Natural-language object grounding data:
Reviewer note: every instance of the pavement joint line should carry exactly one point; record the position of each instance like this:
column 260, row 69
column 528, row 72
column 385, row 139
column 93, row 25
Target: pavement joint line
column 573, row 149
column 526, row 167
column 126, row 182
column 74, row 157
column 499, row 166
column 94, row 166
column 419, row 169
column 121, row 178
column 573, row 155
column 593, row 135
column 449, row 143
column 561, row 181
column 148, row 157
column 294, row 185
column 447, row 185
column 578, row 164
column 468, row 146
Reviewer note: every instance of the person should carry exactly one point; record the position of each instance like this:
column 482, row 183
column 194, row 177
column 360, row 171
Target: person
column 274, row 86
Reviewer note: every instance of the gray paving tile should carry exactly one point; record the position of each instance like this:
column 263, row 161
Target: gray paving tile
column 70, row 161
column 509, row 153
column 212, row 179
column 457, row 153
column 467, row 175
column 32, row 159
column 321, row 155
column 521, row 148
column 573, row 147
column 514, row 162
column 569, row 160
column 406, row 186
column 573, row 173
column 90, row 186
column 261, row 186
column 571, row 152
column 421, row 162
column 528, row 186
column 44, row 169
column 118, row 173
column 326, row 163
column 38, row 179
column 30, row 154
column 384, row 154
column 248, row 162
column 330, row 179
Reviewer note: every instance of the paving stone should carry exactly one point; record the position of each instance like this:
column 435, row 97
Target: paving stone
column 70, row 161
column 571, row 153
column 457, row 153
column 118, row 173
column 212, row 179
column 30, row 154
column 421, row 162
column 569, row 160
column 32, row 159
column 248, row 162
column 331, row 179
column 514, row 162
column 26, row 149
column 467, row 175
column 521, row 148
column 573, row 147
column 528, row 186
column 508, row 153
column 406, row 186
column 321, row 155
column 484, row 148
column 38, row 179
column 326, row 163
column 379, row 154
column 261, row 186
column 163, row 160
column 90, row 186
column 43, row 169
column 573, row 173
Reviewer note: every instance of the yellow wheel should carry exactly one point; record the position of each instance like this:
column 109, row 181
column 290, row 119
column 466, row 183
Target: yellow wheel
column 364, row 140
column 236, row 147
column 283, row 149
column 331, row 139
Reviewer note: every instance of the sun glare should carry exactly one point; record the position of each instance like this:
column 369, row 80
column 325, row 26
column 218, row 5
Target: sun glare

Your task: Your task is to retype the records above exactly.

Response to the exercise:
Reviewer note: every instance of the pavement joint line should carry exactly one point; record the position of each instance like this:
column 260, row 69
column 528, row 72
column 385, row 139
column 93, row 25
Target: pavement joint line
column 573, row 149
column 526, row 167
column 126, row 182
column 74, row 157
column 499, row 166
column 94, row 166
column 419, row 169
column 121, row 178
column 573, row 155
column 593, row 135
column 449, row 143
column 561, row 181
column 148, row 157
column 294, row 185
column 447, row 185
column 578, row 164
column 468, row 146
Reviewer note: every instance of the person should carry exactly one point; record the position of each instance like this:
column 482, row 183
column 194, row 177
column 360, row 171
Target: person
column 274, row 86
Reviewer note: every instance of the gray paving tile should carry exactly one point; record the position of each instance like this:
column 263, row 161
Target: gray paving tile
column 70, row 161
column 509, row 153
column 212, row 179
column 457, row 153
column 467, row 175
column 32, row 159
column 321, row 155
column 521, row 148
column 573, row 147
column 514, row 162
column 569, row 160
column 406, row 186
column 573, row 173
column 90, row 186
column 261, row 186
column 571, row 152
column 421, row 162
column 528, row 186
column 44, row 169
column 118, row 173
column 326, row 163
column 38, row 179
column 30, row 154
column 384, row 154
column 248, row 162
column 330, row 179
Reviewer note: every instance of the paving stone should carry exactly one point; record the position of each instance like this:
column 435, row 97
Target: paving stone
column 70, row 161
column 571, row 153
column 457, row 153
column 118, row 173
column 212, row 179
column 30, row 154
column 421, row 162
column 569, row 160
column 32, row 159
column 248, row 162
column 331, row 179
column 514, row 162
column 26, row 149
column 467, row 175
column 521, row 148
column 573, row 147
column 528, row 186
column 508, row 153
column 406, row 186
column 321, row 155
column 484, row 148
column 38, row 179
column 326, row 163
column 379, row 154
column 261, row 186
column 163, row 160
column 90, row 186
column 43, row 169
column 573, row 173
Reviewer note: every instance of the yellow wheel should carry exactly one point; record the position of each instance like this:
column 109, row 181
column 290, row 119
column 466, row 183
Target: yellow wheel
column 364, row 140
column 236, row 147
column 283, row 149
column 331, row 139
Reviewer note: every instance of the sun glare should carry exactly one point; record the position of each instance like this:
column 369, row 80
column 325, row 26
column 218, row 5
Target: sun glare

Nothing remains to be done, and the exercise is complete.